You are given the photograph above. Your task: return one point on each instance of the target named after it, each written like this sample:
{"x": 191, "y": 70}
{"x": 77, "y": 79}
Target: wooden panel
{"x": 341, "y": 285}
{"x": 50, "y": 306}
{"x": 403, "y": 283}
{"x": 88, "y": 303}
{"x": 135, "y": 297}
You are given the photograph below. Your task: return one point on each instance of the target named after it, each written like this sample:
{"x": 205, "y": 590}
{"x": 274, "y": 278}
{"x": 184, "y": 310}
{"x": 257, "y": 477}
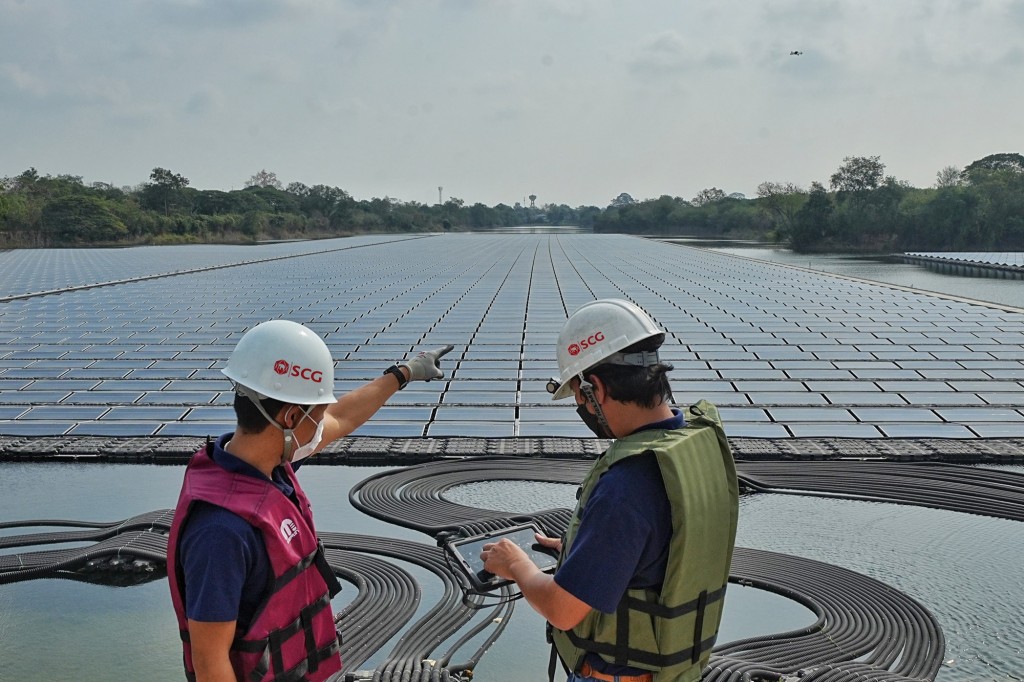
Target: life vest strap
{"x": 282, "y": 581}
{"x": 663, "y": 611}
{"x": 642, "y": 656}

* * * * * * * * *

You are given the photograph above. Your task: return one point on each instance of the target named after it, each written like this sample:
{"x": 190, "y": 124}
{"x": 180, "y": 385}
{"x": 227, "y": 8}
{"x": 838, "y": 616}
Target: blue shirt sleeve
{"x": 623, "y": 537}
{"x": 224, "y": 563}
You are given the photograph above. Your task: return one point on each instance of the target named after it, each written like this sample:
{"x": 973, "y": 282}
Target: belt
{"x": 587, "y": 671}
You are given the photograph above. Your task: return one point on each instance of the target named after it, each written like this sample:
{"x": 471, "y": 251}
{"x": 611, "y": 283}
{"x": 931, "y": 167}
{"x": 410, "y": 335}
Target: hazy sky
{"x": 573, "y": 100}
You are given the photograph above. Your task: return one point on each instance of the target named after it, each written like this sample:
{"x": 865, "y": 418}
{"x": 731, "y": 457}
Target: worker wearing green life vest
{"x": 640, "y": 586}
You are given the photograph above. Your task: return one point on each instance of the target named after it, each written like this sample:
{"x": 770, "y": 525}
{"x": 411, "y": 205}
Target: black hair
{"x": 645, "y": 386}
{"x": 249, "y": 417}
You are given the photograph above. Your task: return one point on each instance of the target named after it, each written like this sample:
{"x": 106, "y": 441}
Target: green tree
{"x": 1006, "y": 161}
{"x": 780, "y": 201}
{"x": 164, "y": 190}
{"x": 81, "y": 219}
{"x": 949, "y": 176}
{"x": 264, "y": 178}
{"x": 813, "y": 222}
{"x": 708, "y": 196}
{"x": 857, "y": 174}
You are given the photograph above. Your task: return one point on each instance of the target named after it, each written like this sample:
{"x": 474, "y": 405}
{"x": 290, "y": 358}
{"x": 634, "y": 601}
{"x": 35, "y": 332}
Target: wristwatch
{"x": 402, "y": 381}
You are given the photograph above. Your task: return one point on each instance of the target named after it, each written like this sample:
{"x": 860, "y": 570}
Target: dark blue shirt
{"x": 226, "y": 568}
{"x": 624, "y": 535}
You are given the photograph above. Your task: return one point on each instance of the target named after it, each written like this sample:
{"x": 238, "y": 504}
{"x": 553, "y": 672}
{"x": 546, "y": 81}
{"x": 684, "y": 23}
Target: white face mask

* * * * * * * * *

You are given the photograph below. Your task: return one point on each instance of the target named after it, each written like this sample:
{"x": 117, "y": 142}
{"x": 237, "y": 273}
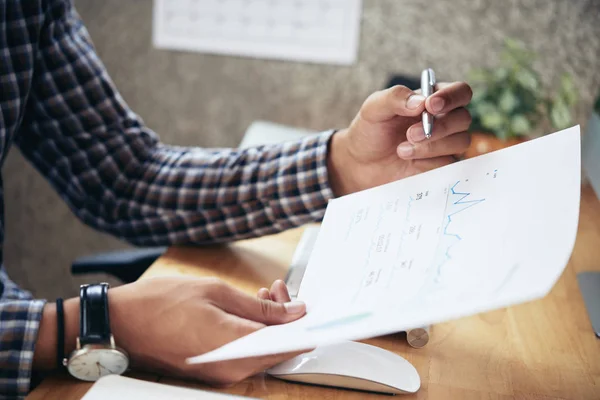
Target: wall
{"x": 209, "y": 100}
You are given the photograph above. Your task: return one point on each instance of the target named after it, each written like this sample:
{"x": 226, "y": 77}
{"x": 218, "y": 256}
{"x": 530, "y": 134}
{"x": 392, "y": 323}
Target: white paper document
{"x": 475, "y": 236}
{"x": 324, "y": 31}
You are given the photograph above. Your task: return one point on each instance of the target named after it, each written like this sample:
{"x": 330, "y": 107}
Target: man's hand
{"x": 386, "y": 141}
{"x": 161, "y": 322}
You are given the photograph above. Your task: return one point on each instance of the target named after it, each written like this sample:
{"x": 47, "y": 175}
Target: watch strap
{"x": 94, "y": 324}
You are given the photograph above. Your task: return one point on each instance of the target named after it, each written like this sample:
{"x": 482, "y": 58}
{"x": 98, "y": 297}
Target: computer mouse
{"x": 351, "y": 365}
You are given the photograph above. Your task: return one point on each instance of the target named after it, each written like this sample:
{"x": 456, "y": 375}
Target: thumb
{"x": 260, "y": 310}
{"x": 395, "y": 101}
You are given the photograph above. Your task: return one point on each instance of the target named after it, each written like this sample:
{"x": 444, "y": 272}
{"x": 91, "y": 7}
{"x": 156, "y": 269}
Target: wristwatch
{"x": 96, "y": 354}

* * * * * * * * *

Retype exactly the lines of the data above that fall between the line with "Target: green tree" and the line with "Target: white face mask", inclusive, and add nothing.

▸ Expected answer:
Target: green tree
{"x": 1006, "y": 161}
{"x": 780, "y": 201}
{"x": 164, "y": 190}
{"x": 81, "y": 219}
{"x": 949, "y": 176}
{"x": 264, "y": 178}
{"x": 813, "y": 222}
{"x": 708, "y": 196}
{"x": 857, "y": 174}
You are given the photograph above. Your task: return one point on each instance of the target named after it, each written like this sample:
{"x": 474, "y": 405}
{"x": 290, "y": 358}
{"x": 634, "y": 601}
{"x": 35, "y": 332}
Target: wristwatch
{"x": 402, "y": 381}
You are given the photograph above. Your task: return one point on each instance of the target named after it, each written like this sample:
{"x": 860, "y": 570}
Target: dark blue shirt
{"x": 226, "y": 568}
{"x": 624, "y": 535}
You are given the photograph above. Your task: return one point on each instance of the target named after it, each written like this sample:
{"x": 238, "y": 504}
{"x": 553, "y": 672}
{"x": 546, "y": 81}
{"x": 684, "y": 23}
Target: white face mask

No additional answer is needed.